##### Data to use #####

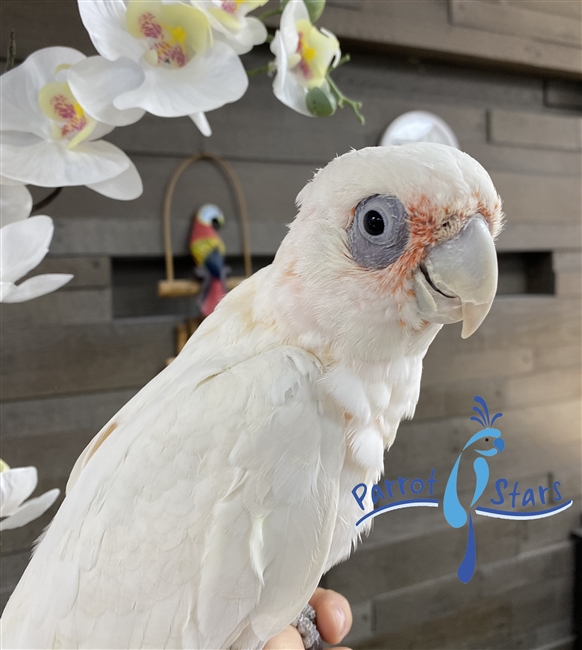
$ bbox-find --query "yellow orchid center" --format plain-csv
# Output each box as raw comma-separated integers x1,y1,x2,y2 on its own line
38,78,97,149
290,19,339,88
126,0,212,68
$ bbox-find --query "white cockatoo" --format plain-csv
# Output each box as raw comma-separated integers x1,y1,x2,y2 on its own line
2,144,502,649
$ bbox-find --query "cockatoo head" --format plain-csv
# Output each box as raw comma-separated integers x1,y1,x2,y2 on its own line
275,143,502,357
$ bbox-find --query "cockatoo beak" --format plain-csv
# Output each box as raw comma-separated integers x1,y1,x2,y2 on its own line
415,215,497,339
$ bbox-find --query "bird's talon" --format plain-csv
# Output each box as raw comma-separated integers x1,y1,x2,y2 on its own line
291,604,323,650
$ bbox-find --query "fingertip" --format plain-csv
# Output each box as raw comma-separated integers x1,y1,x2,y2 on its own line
309,588,352,644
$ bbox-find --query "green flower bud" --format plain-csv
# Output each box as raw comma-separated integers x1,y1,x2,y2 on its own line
281,0,325,23
305,86,337,117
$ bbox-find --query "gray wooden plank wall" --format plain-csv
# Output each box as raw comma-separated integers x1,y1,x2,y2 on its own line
0,0,582,648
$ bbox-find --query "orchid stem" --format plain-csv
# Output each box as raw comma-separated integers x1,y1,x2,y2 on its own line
247,61,275,77
31,187,63,214
257,9,283,22
326,72,366,125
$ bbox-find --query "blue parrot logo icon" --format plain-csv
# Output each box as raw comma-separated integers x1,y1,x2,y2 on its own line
443,396,505,583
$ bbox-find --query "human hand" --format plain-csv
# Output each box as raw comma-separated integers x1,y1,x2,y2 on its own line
264,588,352,650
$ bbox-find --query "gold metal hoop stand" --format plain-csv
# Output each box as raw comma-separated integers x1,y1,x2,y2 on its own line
158,153,252,298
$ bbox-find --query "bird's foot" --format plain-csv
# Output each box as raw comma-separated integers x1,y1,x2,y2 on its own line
291,605,323,650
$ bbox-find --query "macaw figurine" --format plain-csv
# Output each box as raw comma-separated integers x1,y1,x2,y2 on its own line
444,396,505,583
190,203,226,318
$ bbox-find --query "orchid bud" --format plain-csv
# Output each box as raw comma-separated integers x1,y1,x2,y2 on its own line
281,0,325,23
305,86,337,117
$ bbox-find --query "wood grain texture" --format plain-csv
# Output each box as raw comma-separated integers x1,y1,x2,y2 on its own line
489,109,582,151
325,0,582,78
450,0,582,48
0,388,137,440
0,318,175,400
23,252,111,291
0,289,111,329
544,79,582,110
491,172,581,223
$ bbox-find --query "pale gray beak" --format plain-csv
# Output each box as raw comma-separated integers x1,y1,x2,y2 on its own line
414,215,497,339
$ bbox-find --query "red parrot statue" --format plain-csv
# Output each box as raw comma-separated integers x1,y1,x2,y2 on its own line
190,203,226,317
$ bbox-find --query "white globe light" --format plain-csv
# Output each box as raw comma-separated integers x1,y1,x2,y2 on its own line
380,111,459,149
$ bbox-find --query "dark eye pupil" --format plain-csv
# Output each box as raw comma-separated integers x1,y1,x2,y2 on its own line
364,210,384,235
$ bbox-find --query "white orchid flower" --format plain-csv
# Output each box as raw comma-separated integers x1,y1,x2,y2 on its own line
70,0,248,135
0,47,142,200
0,460,60,531
192,0,268,54
0,178,32,228
271,0,341,116
0,215,73,302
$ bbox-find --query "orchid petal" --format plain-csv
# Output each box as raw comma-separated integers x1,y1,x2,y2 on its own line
68,56,145,126
0,140,131,187
0,184,32,226
113,43,248,117
0,131,44,147
0,467,38,517
0,47,85,138
0,273,73,303
79,0,149,61
0,488,61,531
0,216,54,282
188,113,212,138
87,161,143,201
271,31,313,117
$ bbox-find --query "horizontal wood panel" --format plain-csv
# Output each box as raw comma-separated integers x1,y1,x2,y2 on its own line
491,172,581,223
508,0,582,20
20,252,111,291
0,289,111,328
449,0,582,48
496,223,582,251
422,346,533,385
325,2,582,78
394,394,581,480
0,389,137,440
1,319,175,400
41,156,580,256
544,79,582,109
489,109,582,151
461,141,582,178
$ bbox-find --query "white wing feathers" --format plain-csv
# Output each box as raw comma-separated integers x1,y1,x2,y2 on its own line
2,347,345,649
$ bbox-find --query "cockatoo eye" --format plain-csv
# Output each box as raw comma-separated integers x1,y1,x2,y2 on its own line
348,195,409,269
364,210,384,236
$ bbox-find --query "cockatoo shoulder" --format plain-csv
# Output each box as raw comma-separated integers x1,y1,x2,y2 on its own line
3,346,345,648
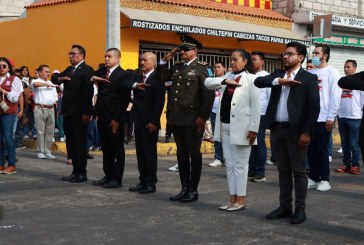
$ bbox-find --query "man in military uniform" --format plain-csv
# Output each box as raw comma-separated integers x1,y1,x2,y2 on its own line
156,35,215,202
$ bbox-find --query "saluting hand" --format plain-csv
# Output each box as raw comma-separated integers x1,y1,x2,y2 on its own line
278,78,301,87
224,79,241,87
196,117,206,132
246,131,257,145
163,48,178,61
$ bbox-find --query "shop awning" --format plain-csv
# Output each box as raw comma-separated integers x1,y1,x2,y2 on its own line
121,8,309,47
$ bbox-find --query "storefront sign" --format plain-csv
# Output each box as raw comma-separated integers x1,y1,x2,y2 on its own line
131,20,309,47
313,35,364,47
309,12,364,29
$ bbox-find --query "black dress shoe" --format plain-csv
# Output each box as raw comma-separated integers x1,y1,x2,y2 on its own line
70,175,87,183
92,176,110,186
62,174,76,181
169,189,187,202
129,183,143,192
265,207,292,219
181,191,198,202
102,179,123,188
139,186,156,194
87,153,94,160
289,210,306,224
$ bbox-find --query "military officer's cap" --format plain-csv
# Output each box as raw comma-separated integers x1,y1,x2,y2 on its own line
179,35,202,50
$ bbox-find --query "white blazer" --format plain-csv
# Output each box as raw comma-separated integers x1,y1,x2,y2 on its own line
205,71,261,145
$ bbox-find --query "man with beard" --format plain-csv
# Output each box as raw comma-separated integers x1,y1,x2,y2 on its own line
255,42,320,224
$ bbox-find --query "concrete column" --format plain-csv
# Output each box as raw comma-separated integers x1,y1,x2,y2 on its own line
106,0,120,49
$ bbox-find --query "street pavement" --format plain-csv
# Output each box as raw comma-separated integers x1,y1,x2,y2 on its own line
0,145,364,245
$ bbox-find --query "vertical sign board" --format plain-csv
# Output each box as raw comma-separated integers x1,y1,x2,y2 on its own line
313,14,332,38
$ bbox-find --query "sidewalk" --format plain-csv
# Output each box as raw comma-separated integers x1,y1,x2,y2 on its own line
23,129,340,156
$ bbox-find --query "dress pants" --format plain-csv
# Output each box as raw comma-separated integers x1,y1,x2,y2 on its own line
34,106,55,154
270,125,307,210
135,125,158,187
221,123,251,196
97,116,125,181
63,114,87,175
307,122,331,182
171,125,203,191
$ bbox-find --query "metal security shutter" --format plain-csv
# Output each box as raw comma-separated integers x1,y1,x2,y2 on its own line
329,46,364,76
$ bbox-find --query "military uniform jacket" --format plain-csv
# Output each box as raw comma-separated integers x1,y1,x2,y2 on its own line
156,59,215,126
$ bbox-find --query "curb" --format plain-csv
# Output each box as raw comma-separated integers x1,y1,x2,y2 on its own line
23,131,341,156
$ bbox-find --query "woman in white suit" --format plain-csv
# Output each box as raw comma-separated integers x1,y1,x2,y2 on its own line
205,49,260,211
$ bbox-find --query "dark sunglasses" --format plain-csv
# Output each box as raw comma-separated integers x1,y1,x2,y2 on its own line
179,47,194,52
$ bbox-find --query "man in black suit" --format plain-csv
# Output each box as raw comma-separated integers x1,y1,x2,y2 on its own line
129,52,165,194
52,45,94,183
156,36,215,202
254,42,320,224
91,48,132,188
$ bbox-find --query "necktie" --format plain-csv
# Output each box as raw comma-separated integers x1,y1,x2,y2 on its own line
70,66,76,76
142,75,147,83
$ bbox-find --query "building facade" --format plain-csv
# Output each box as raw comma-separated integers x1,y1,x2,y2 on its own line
272,0,364,75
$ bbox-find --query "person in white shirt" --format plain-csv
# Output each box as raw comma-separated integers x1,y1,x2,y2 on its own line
336,60,364,175
248,51,271,182
209,61,226,167
307,44,341,191
31,65,58,159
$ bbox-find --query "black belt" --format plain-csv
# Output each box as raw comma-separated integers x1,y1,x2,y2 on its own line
272,122,289,128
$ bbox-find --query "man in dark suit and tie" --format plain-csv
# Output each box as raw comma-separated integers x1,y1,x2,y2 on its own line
129,52,165,194
91,48,132,188
52,45,94,183
255,42,320,224
156,35,215,202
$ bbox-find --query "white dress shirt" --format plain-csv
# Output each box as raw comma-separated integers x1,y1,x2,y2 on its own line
309,66,341,122
272,67,301,122
0,73,24,103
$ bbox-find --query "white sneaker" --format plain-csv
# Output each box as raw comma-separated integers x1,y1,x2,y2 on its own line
37,152,46,159
209,159,222,167
44,153,56,159
316,180,331,191
168,164,178,172
266,160,275,165
307,178,318,189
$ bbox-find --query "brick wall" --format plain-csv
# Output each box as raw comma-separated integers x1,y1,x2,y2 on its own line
0,0,35,18
272,0,364,18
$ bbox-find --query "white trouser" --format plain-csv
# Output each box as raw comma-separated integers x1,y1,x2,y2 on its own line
221,123,251,196
34,106,55,154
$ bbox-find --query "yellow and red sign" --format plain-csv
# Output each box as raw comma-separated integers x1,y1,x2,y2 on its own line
211,0,272,9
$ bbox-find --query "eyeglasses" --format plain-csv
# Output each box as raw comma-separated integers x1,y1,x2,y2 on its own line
179,47,194,52
282,52,298,57
68,52,80,56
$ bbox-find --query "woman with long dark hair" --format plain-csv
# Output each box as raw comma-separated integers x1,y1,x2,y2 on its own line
205,49,261,211
0,57,23,174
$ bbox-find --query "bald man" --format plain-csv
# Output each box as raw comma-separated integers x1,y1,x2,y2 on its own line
129,52,165,194
92,48,132,188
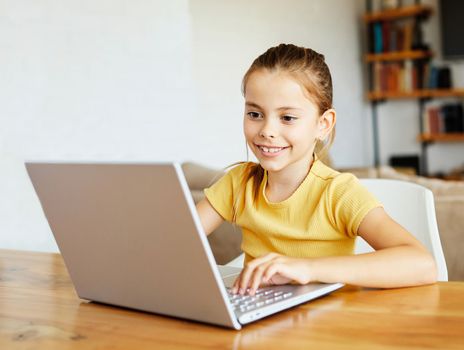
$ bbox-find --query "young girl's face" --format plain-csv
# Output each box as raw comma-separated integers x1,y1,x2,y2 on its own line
243,70,321,172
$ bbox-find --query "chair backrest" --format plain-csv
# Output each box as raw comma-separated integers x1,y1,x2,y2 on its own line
355,179,448,281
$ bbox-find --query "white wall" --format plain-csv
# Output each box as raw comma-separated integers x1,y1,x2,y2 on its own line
0,0,371,250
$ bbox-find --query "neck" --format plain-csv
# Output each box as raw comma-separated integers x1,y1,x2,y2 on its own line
267,157,314,190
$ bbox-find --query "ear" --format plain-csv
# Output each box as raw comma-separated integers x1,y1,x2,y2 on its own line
317,108,337,141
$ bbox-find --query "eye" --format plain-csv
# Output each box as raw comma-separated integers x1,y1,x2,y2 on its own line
247,112,261,119
282,115,298,123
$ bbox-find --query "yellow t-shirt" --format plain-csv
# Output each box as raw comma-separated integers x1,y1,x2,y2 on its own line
204,159,381,261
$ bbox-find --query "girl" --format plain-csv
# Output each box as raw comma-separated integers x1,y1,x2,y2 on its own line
197,44,437,295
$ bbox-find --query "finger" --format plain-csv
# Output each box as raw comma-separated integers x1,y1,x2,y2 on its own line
238,253,277,295
249,261,272,295
231,272,242,294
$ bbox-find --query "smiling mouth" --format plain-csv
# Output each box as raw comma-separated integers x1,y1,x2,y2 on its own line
256,145,288,153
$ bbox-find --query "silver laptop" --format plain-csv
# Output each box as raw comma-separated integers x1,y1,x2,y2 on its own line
26,163,343,329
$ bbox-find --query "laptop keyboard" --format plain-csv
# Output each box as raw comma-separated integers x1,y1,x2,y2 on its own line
228,288,293,312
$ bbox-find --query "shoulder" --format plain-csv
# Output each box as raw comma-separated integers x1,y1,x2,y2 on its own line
313,160,363,198
312,160,359,186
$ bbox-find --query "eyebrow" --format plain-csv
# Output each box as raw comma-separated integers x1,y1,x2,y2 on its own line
245,102,302,111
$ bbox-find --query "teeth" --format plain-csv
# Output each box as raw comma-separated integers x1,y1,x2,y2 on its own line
259,146,283,153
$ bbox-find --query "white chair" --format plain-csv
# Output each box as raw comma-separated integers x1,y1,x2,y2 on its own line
227,179,448,281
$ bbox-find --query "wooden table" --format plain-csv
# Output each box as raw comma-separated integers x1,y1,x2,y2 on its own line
0,250,464,350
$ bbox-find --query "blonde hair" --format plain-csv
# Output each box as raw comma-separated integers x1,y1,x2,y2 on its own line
231,44,335,222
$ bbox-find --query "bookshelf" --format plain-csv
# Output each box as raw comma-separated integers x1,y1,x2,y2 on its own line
363,0,464,175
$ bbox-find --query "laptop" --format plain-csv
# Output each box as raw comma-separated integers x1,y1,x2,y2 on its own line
26,162,343,330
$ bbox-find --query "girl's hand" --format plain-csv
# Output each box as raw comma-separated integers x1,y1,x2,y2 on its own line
232,253,311,295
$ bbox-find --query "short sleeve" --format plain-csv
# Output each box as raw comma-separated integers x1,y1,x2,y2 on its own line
204,165,243,221
327,173,382,237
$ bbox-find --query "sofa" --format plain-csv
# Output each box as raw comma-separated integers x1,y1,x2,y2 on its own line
182,162,464,281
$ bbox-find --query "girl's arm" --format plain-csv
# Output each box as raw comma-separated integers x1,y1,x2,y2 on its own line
234,208,437,294
196,198,224,235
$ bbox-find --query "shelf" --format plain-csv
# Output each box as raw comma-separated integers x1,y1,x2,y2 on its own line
364,5,432,22
367,89,464,101
365,50,433,62
417,133,464,142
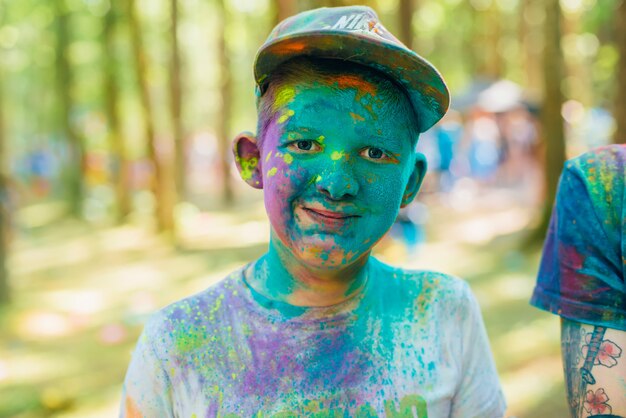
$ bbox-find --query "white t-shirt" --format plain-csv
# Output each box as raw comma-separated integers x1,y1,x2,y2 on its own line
121,259,505,418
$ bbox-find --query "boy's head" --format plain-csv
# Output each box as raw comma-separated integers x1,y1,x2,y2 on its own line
234,7,447,269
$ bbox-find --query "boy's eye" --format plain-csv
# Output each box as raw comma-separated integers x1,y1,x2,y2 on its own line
288,139,322,152
367,147,385,160
360,147,398,164
296,141,313,151
361,147,389,162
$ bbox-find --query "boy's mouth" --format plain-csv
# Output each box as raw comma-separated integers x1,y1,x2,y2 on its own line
302,206,358,219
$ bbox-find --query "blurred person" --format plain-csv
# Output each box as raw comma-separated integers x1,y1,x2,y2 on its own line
466,108,502,182
436,110,463,192
121,6,505,418
531,145,626,418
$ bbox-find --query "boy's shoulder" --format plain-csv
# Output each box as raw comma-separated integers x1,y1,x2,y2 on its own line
375,261,474,307
144,268,244,348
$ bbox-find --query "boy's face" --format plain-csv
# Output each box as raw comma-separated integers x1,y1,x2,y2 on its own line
235,75,425,269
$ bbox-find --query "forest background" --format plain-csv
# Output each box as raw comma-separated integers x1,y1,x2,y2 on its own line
0,0,626,417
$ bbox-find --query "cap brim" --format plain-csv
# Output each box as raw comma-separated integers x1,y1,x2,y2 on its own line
254,30,450,132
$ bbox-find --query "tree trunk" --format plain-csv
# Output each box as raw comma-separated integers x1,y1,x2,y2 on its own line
217,0,233,205
54,0,84,217
398,0,415,49
613,1,626,144
272,0,297,25
485,1,504,80
0,66,11,305
103,0,130,223
537,0,565,237
125,0,174,231
170,0,186,199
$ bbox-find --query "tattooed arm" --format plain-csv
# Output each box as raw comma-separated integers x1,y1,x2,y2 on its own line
561,319,626,418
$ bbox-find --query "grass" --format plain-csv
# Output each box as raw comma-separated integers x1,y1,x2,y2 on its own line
0,192,567,418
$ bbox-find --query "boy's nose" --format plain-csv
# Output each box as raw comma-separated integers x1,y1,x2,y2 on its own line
315,165,359,200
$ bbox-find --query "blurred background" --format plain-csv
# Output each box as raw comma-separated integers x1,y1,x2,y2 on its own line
0,0,626,417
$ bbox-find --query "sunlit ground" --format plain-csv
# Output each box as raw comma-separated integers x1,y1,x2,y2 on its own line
0,181,566,417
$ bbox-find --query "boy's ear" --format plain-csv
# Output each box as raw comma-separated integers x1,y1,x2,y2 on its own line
400,153,427,208
233,132,263,189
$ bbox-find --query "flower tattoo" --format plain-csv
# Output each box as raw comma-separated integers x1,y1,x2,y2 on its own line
582,333,622,367
583,389,612,416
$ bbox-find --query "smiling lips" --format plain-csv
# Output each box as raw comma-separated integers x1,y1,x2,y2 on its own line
303,207,357,219
302,206,359,230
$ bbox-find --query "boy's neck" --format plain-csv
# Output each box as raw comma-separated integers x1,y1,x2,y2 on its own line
247,237,369,307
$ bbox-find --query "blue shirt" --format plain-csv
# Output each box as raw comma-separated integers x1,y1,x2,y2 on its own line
531,145,626,331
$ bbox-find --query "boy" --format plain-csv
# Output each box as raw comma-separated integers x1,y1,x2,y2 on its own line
122,7,504,418
531,145,626,418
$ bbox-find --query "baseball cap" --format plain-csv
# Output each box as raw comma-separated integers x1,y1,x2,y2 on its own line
254,6,450,132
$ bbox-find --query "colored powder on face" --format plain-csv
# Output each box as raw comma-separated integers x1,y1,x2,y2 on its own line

#####

_What this task involves_
Copy word for word every line from the start of the records up to and including the line with "2,144,502,649". Omit the pictures.

_Exercise output_
$ bbox-find --query "yellow orchid center" --format plain-csv
# Output each box as raw comma-separated integers x1,y1,x2,y2 on its own line
38,78,97,149
290,19,339,88
126,0,212,68
$ bbox-find --query "white cockatoo" --format plain-csv
# Output each box as raw comma-separated integers x1,y1,x2,y2 on its own line
2,144,502,649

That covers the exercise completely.